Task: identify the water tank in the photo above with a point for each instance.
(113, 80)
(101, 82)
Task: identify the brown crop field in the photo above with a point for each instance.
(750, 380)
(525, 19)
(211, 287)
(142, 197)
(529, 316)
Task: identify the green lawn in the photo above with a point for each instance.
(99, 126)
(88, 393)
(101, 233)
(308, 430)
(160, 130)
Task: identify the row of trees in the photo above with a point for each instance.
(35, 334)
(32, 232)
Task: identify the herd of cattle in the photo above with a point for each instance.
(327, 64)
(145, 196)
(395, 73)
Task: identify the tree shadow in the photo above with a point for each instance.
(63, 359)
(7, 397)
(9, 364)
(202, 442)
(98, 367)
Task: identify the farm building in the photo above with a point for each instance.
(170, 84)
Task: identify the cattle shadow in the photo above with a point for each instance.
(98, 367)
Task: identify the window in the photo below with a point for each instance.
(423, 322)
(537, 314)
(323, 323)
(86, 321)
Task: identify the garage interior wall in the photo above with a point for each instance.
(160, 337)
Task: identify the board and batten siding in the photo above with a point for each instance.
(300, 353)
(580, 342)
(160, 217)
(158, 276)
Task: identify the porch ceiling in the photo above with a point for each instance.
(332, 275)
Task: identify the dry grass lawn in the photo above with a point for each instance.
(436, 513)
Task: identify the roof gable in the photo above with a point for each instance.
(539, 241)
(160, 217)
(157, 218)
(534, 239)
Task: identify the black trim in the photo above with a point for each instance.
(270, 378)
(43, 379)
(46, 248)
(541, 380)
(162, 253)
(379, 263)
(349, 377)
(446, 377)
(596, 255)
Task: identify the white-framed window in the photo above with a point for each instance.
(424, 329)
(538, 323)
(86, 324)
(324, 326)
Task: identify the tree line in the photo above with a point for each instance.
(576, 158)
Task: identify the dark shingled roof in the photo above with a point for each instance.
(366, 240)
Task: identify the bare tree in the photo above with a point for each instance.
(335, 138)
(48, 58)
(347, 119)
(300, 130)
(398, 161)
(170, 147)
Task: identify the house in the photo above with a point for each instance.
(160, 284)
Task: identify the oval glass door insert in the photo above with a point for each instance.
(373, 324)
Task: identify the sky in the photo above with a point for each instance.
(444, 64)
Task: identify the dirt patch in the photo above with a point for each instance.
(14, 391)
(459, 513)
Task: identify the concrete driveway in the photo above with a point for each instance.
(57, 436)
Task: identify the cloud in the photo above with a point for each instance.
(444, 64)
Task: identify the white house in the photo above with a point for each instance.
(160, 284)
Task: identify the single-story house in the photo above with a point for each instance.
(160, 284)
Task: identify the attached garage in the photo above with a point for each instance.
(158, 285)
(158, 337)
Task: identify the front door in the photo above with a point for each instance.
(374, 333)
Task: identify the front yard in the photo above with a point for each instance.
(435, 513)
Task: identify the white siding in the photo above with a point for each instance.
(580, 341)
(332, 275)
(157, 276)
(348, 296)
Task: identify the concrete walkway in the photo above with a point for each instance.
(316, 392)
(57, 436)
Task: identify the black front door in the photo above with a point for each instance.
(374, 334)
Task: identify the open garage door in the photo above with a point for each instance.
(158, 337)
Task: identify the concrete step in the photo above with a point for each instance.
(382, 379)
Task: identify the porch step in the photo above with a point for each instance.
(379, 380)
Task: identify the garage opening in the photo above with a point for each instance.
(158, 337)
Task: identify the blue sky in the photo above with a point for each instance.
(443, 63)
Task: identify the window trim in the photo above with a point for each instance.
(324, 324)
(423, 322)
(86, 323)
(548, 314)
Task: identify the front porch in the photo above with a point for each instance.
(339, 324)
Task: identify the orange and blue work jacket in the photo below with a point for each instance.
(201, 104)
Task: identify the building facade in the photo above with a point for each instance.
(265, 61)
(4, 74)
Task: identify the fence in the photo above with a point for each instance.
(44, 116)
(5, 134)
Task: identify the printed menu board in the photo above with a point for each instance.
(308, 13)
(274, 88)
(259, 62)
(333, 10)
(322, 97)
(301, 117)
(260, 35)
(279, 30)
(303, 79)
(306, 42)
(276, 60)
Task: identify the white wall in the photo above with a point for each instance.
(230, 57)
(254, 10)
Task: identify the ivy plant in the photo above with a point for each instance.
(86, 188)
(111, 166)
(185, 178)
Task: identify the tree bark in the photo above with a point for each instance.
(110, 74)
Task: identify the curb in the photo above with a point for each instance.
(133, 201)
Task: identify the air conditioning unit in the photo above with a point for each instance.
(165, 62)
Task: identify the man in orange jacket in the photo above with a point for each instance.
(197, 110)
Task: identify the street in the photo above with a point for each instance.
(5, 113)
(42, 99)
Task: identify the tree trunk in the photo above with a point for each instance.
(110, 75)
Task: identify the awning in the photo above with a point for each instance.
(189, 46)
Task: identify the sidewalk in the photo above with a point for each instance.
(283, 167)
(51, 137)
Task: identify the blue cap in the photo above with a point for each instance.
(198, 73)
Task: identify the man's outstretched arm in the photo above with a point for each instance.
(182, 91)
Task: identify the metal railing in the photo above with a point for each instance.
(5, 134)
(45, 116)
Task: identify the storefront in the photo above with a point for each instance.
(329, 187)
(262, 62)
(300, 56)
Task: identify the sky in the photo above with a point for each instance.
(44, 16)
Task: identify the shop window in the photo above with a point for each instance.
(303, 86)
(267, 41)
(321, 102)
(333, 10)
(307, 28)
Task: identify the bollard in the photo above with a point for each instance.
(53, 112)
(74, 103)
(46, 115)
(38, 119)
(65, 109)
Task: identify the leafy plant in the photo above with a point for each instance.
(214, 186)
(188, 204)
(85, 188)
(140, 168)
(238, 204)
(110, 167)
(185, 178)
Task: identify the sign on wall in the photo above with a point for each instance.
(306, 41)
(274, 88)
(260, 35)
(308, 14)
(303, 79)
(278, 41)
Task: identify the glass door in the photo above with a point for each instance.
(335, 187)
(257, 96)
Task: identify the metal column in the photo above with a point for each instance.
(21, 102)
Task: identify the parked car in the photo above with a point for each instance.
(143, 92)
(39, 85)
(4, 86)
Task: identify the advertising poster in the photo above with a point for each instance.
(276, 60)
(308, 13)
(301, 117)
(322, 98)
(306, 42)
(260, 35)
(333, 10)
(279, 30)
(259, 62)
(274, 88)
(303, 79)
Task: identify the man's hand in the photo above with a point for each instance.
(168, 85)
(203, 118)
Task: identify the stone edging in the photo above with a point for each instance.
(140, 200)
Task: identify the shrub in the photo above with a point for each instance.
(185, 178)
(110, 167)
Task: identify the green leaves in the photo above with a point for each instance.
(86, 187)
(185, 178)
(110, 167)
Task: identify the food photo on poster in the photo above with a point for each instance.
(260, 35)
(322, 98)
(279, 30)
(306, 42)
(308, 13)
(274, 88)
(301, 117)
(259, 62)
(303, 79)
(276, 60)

____

YOUR INSTRUCTIONS: Please print out every entry again, exactly as it reads.

WRITTEN SOLUTION:
Task: identify the water tank in the photo above with a point for each instance.
(113, 80)
(101, 82)
Task: identify the brown crop field in the photo above with a point for each instance.
(750, 380)
(525, 19)
(211, 287)
(142, 197)
(529, 316)
Task: identify the green lawn in the photo above with a point for each instance.
(99, 126)
(88, 393)
(101, 233)
(308, 430)
(160, 130)
Task: identify the row of trees in the photo above with a point for each instance.
(35, 334)
(32, 232)
Task: identify the herd of cattle in the photo above with a point for each instance.
(327, 64)
(145, 196)
(395, 73)
Task: identify the tree shadow in the photo above with a point for each instance.
(63, 359)
(7, 397)
(9, 364)
(202, 442)
(98, 367)
Task: identify the farm building in the photo above with a point for each instance.
(170, 84)
Task: identify the cattle shadow in the photo above with a point for each instance.
(98, 367)
Task: identify the window in the photo below with a point for each instance.
(423, 322)
(537, 314)
(323, 323)
(86, 321)
Task: identify the garage interior wall in the photo above with a point for each instance.
(160, 337)
Task: identify the board and batten siding in the photo above with a point for each instance.
(300, 353)
(580, 342)
(160, 217)
(158, 276)
Task: identify the porch ceiling in the photo above with a point for each instance.
(332, 275)
Task: identify the dry grass lawn in the photo above with a point for each instance.
(436, 513)
Task: identify the roof gable in the photo above with a point for each instance.
(539, 241)
(160, 217)
(157, 218)
(534, 239)
Task: identify the black trim in the photo above with a point for each instance.
(270, 378)
(43, 379)
(46, 248)
(541, 380)
(162, 253)
(379, 263)
(349, 377)
(446, 377)
(596, 255)
Task: identify the white-framed window in the photo above with a point for each instance.
(424, 329)
(538, 323)
(86, 324)
(324, 326)
Task: identify the tree line in the photo above with a point for each instance.
(576, 158)
Task: identify the dark shingled roof in the photo above with a point for each instance.
(366, 240)
Task: identify the bare tree in the photo above with a point for each instance.
(335, 138)
(48, 58)
(347, 119)
(300, 130)
(398, 161)
(170, 147)
Task: identify the house in the photo above with a point for each instance.
(160, 284)
Task: identify the oval glass door insert in the photo above with a point for each instance.
(373, 324)
Task: identify the sky in the photo above with a point for each instance.
(444, 64)
Task: identify the dirt patch in the photo above with a point for each instance.
(14, 391)
(459, 513)
Task: identify the concrete driveway in the photo above with a point for each instance.
(57, 436)
Task: identify the cloud in the photo above with a point for each instance.
(444, 64)
Task: identify the white house in the photo above with a point for each instance.
(160, 284)
Task: identify the single-story house in the photo above with a point for each instance.
(160, 284)
Task: identify the attached garage in the photo above with a point for each instance.
(158, 285)
(158, 337)
Task: identify the front door in the photo above with a point for each instance.
(374, 333)
Task: identify the front yard in the photo above with a point for each instance.
(435, 513)
Task: identify the white siding in the photo above with a point for each instance.
(580, 341)
(332, 275)
(157, 276)
(348, 296)
Task: identify the concrete walkway in the photo above with a point for each instance.
(316, 392)
(57, 436)
Task: identify the black front door in the photo above with a point for each instance.
(374, 334)
Task: identify the open garage door in the photo above with a point for each instance.
(158, 337)
Task: identify the concrete step in the photo above with a point for each instance.
(382, 379)
Task: identify the porch step in the photo above with a point for each instance.
(379, 380)
Task: identify the garage opening in the photo above with a point for each instance.
(158, 337)
Task: identify the blue sky in the photo above with a point for each instance.
(443, 63)
Task: identify the window trim in the photo above with a point for each instance.
(324, 324)
(423, 322)
(86, 323)
(548, 314)
Task: identify the front porch in the photo above with a point for each instance.
(339, 324)
Task: identify the orange and blue work jacket in the photo below with a point for each instance.
(201, 104)
Task: identify the building facade in the photo above with a point for each instance.
(265, 61)
(4, 74)
Task: identify the fence in the photo above with a point for each instance.
(44, 116)
(5, 134)
Task: identify the printed menu board in the photo above with a point for each instance.
(308, 13)
(274, 88)
(259, 62)
(333, 10)
(322, 97)
(301, 117)
(260, 35)
(279, 30)
(303, 79)
(306, 42)
(276, 60)
Task: identify the white wall in the photo above with a point for each instance.
(230, 57)
(254, 10)
Task: identify the ivy plant in the photo above with a point for each instance.
(86, 188)
(111, 166)
(185, 178)
Task: identify the tree bark in the photo above with a point for each instance.
(110, 74)
Task: identify the curb in the photo above with a point for each instance.
(133, 201)
Task: identify the air conditioning unit in the photo above with a point for each instance.
(165, 62)
Task: identify the man in orange jacket in the photo above with a point for each instance.
(197, 110)
Task: identify the street in the photo above with a point for each instance.
(5, 113)
(42, 99)
Task: identify the tree trunk in the photo above with a point for each instance.
(110, 75)
Task: identify the awning in the photo above with a point for each instance.
(189, 46)
Task: identify the sidewalk in the photo above with a point for each instance.
(283, 167)
(51, 137)
Task: identify the blue cap in the photo above with a point for each instance.
(198, 73)
Task: identify the man's outstretched arm in the photo above with a point for each instance.
(182, 91)
Task: identify the metal railing in the photo above with a point for each instance.
(5, 134)
(45, 116)
Task: identify the storefront in the photo above with a point for each instance.
(329, 187)
(262, 62)
(300, 56)
Task: identify the sky in the photo above with a point for each instance.
(44, 16)
Task: identify the shop window in the photo above with a point for each instance.
(303, 86)
(267, 41)
(321, 102)
(333, 10)
(307, 28)
Task: identify the bollard in the photo above with a point for each instance.
(53, 112)
(74, 103)
(46, 115)
(38, 119)
(65, 109)
Task: identify the leafy plant in the photo above with a point for each instance.
(214, 186)
(188, 204)
(85, 188)
(140, 168)
(238, 204)
(110, 167)
(185, 178)
Task: identify the sign on wall in the photo above with a point for each instance.
(306, 41)
(274, 88)
(260, 35)
(308, 14)
(303, 79)
(278, 41)
Task: identify the glass door in the photo above with a point for each instance.
(335, 187)
(257, 96)
Task: identify the metal column in the photo above with a point for each instance.
(21, 102)
Task: identify the parked car in the photo above with a point for each instance.
(143, 92)
(39, 85)
(4, 86)
Task: identify the advertising poster in the photo above with a point for each instance.
(276, 60)
(308, 13)
(301, 117)
(322, 98)
(306, 42)
(260, 35)
(333, 10)
(279, 30)
(259, 62)
(274, 88)
(303, 79)
Task: identify the man's hand in the photo above with a point for each instance.
(168, 85)
(203, 118)
Task: identify the stone edging in the photo above with a point for each instance.
(140, 200)
Task: identify the shrub in the photo above with a point for each instance.
(185, 178)
(110, 167)
Task: identify the green leaves in the photo above with a point for each instance.
(86, 187)
(185, 178)
(110, 167)
Task: identify the food photo on poster in the photo above with a point for each instance.
(260, 35)
(322, 98)
(279, 30)
(306, 42)
(308, 13)
(274, 88)
(301, 117)
(259, 62)
(303, 79)
(276, 60)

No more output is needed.